··· Input for this task ···
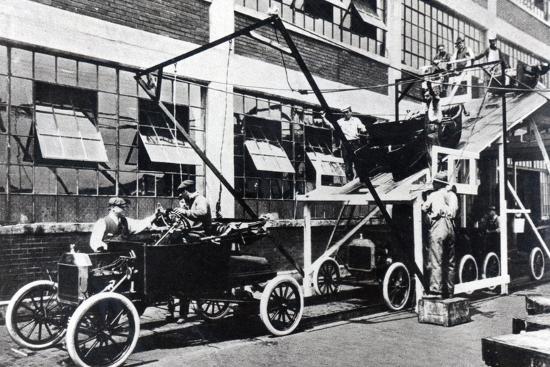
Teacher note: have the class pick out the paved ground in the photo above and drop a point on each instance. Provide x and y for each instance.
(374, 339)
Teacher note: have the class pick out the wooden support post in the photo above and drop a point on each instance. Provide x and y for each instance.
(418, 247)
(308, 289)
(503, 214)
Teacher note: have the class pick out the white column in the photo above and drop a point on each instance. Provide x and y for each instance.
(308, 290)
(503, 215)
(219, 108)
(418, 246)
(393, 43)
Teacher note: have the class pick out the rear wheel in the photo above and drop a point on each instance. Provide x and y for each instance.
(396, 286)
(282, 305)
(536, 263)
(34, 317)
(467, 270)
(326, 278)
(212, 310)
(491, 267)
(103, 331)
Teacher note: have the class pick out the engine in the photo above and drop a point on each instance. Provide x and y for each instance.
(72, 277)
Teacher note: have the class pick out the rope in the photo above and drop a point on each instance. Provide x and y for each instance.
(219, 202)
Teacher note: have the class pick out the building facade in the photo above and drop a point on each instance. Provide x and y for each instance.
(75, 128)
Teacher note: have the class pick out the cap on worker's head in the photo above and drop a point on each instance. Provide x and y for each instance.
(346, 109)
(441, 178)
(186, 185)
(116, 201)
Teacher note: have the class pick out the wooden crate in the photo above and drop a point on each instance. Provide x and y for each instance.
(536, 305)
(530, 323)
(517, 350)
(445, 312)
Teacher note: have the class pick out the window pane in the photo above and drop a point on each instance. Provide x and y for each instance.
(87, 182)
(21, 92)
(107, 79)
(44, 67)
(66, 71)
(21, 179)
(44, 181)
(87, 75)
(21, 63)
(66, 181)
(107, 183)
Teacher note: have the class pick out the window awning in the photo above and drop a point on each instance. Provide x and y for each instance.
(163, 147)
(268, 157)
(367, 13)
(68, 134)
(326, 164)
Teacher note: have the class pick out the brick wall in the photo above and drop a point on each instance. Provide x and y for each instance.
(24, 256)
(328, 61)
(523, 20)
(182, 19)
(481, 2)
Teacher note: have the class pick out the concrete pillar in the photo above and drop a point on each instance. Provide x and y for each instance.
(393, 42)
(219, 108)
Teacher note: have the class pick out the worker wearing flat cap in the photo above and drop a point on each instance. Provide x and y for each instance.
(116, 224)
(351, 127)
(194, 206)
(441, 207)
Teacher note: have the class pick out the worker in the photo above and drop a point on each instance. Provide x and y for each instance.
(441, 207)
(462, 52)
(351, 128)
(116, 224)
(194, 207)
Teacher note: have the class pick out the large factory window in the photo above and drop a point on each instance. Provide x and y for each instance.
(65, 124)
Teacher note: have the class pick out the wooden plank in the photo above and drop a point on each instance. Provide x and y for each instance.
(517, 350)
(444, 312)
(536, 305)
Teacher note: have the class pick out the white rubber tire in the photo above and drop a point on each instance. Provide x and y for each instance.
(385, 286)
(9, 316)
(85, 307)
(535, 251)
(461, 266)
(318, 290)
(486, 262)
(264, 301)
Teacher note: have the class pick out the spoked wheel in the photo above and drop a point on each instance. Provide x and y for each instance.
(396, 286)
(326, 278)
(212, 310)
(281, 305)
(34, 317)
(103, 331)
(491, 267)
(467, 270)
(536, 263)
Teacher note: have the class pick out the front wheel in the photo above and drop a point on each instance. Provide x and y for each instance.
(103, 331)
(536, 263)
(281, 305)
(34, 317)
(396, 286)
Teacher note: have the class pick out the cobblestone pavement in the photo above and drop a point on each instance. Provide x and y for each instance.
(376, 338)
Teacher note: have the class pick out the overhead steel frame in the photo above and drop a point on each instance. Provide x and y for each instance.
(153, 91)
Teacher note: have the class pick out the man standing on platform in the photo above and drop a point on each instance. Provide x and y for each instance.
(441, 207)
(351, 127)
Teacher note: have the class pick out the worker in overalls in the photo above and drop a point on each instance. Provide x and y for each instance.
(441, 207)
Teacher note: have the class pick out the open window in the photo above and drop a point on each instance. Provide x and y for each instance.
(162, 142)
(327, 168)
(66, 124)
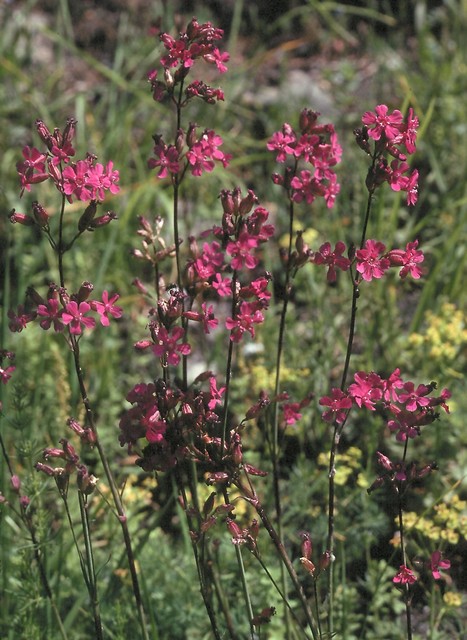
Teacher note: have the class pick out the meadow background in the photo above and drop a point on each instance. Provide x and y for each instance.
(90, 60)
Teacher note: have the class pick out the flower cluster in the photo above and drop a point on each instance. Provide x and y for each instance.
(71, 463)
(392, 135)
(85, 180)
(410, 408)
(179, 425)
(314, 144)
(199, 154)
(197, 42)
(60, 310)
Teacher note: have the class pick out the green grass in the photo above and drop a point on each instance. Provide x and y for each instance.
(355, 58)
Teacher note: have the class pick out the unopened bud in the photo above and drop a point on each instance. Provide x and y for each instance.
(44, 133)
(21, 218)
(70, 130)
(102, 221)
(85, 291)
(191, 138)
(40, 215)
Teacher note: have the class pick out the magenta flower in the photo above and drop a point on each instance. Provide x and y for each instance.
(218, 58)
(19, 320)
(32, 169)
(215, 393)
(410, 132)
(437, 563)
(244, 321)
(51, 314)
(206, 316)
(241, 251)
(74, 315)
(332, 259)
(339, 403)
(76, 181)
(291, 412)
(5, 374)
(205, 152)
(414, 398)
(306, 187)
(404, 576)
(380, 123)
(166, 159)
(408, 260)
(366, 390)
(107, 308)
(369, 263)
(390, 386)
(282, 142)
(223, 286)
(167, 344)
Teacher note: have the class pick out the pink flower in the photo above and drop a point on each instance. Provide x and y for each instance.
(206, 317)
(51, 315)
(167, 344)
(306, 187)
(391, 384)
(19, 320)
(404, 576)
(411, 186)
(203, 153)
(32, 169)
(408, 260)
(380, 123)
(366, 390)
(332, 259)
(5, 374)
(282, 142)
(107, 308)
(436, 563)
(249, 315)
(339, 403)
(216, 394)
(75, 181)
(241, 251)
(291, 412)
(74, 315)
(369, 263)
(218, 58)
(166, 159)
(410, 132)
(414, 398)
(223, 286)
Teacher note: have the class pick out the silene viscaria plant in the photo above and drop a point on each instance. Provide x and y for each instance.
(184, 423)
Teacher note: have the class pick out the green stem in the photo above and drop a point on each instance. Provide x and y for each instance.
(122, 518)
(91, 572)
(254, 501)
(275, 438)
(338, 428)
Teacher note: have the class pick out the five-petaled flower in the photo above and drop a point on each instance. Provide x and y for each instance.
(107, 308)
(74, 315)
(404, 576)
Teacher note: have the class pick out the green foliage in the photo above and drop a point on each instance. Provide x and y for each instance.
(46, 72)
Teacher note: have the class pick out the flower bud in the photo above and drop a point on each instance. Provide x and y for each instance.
···
What you will do :: Leave out the pictures and copy everything else in the records word for word.

Final answer ::
Teacher note: have the class pick out the paved ground in the photo above and drop a point on each instance. Provide x and y for each instance.
(374, 339)
Teacher note: have the class pick out the wooden support post in the photo above and drop a point on each instance. Provide x and y for each instance.
(418, 247)
(308, 289)
(503, 214)
Teacher note: have the class pick out the white column in the photo above and drop a point on each instance. Provide x and y for each instance.
(308, 290)
(503, 215)
(219, 108)
(418, 246)
(393, 43)
Teacher note: have the class pick out the rear wheel in the photo above and drop a point on each instance. Provide x and y for each instance.
(396, 286)
(282, 305)
(536, 263)
(34, 317)
(467, 270)
(326, 278)
(212, 310)
(491, 267)
(103, 331)
Teacher note: have the class pick out the engine in the photo above and drop a point on each instance. Provide x and y for each instance.
(72, 277)
Teacher note: have the class pick out the rope in the photo above and drop a point on each instance. Provide x and y for each instance.
(219, 202)
Teacher note: have the class pick out the building facade in the photo above and drop a point on each instance. Provide x and y for each instance.
(75, 128)
Teacher note: have the class pick out the cap on worker's head in the photo above and drop a point on each instance. Provide x and y for each instance.
(346, 109)
(441, 178)
(186, 185)
(116, 201)
Teacher note: have the class pick out the wooden crate in the photo above and drop a point on each instance. Provide x and y for each instance.
(536, 305)
(530, 323)
(517, 350)
(445, 312)
Teacher note: have the class pick out the window pane in the photo above and drop a point on each instance. Provide x and y for each instance.
(87, 182)
(21, 92)
(107, 79)
(44, 67)
(66, 71)
(21, 179)
(44, 181)
(87, 75)
(21, 63)
(66, 181)
(107, 183)
Teacher note: have the class pick out the window awning in the photo above and drop a point on each instance. Provide x and y for each instance.
(163, 147)
(268, 157)
(367, 13)
(68, 134)
(326, 164)
Teacher note: have the class pick out the brick wall in the photo above and drop a point on each instance. Provide x and y for each instance.
(24, 256)
(328, 61)
(523, 20)
(182, 19)
(481, 2)
Teacher note: have the class pick out the concrete pillar in the photo above and drop a point on each instance. Provide x and y for each instance.
(393, 42)
(219, 108)
Teacher note: have the class pick out the worker wearing flat cap in the photo above and drop a point on each instance. Provide x and y for each instance.
(116, 224)
(351, 127)
(194, 206)
(441, 207)
Teacher note: have the class pick out the worker in the photo above and drop a point on each instance. Provide x and y for each instance.
(441, 207)
(462, 52)
(351, 128)
(116, 224)
(194, 207)
Teacher note: have the class pick out the large factory window in the photo above and drop a point on each instance. Provide x and y for each instance.
(65, 124)
Teacher note: have the class pick out the wooden plank in the photo above and drop a point on each instance. Provide x and y for each instance.
(517, 350)
(444, 312)
(536, 305)
Teacher note: have the class pick out the white rubber tire in the photo above and drop a point on each instance. Provide x and y for each instance.
(385, 286)
(9, 316)
(85, 307)
(535, 251)
(461, 266)
(318, 290)
(486, 262)
(264, 301)
Teacher note: have the class pick out the spoked wheel in the photo above and drop a point on each instance. Provide x and y for each instance.
(396, 286)
(326, 278)
(212, 310)
(281, 305)
(34, 317)
(103, 331)
(491, 267)
(467, 270)
(536, 263)
Teacher note: have the class pick out the front wheel in the photo above and drop a point on each instance. Provide x and y for each instance.
(103, 331)
(536, 263)
(281, 305)
(34, 317)
(396, 286)
Teacher note: have the class pick out the cobblestone pavement in the photo above and drop a point on each instance. Provide x and y for each instance.
(376, 338)
Teacher note: have the class pick out the overhead steel frame in the photo above and drop a point on each instance. Provide x and y for each instance.
(153, 91)
Teacher note: have the class pick out the man standing on platform in the photo above and drop a point on each instance. Provide x and y for each instance.
(441, 207)
(351, 127)
Teacher note: have the class pick out the worker in overalls in the photo above and drop a point on each instance. Provide x and y for each instance.
(441, 207)
Teacher note: have the class pick out the open window in the photo above and drop a point on each instance. Provide x and y for each instance.
(162, 142)
(327, 168)
(66, 124)
Teacher note: have the class pick out the meadow background in the photo above and drop a point on each instance. Provide x and y for each instance.
(90, 60)
Teacher note: have the class pick out the flower cluster in the photo above and drop a point on each instance. Provide x and y for each instance.
(71, 463)
(392, 135)
(85, 180)
(410, 408)
(179, 425)
(314, 144)
(199, 154)
(197, 42)
(60, 310)
Teacher note: have the class pick out the green grass in the photo above and drop a point on each instance. Provide x and y for each instance.
(355, 58)
Teacher note: have the class pick out the unopened bud in the photo above and drop a point on each instance. Provide x and y for each instance.
(44, 133)
(21, 218)
(70, 130)
(102, 221)
(85, 291)
(191, 138)
(40, 215)
Teacher note: have the class pick out the magenta flower in the photo above and drop a point on each instance. Provide x and y for each instance.
(218, 58)
(19, 320)
(32, 169)
(215, 393)
(410, 132)
(437, 563)
(244, 321)
(51, 314)
(206, 316)
(241, 251)
(74, 315)
(332, 259)
(339, 403)
(76, 181)
(291, 412)
(5, 374)
(205, 152)
(414, 398)
(306, 187)
(404, 576)
(380, 123)
(166, 159)
(408, 260)
(366, 390)
(107, 308)
(369, 263)
(390, 386)
(282, 142)
(223, 286)
(167, 344)
Teacher note: have the class pick out the pink flower in the photo above and drop a point on each instance. Provide x and y for each instance.
(206, 317)
(51, 315)
(167, 344)
(306, 187)
(391, 384)
(19, 320)
(404, 576)
(411, 186)
(203, 153)
(32, 169)
(408, 260)
(380, 123)
(366, 390)
(332, 259)
(5, 374)
(282, 142)
(107, 308)
(436, 563)
(249, 315)
(339, 403)
(216, 394)
(75, 181)
(241, 251)
(291, 412)
(74, 315)
(369, 263)
(218, 58)
(166, 159)
(410, 132)
(414, 398)
(223, 286)
Teacher note: have the class pick out the silene viscaria plant in the photo above and drop a point on each instance. Provide x and y for each instance.
(184, 423)
Teacher note: have the class pick out the green stem in the photo above and drop a point on each instance. Provide x and y for each instance.
(122, 518)
(91, 572)
(254, 501)
(275, 438)
(338, 428)
Teacher note: have the class pick out the five-petaled flower in the photo above and drop a point on each instance. Provide x and y for each instance.
(107, 308)
(74, 315)
(404, 576)
Teacher note: have the class pick out the green foliage in the photo above and drop a point on each instance. Provide x and y for each instance.
(46, 72)
Teacher note: have the class pick out the flower bud in the photo above and drop a point on each instance. Provide x and y for each instance.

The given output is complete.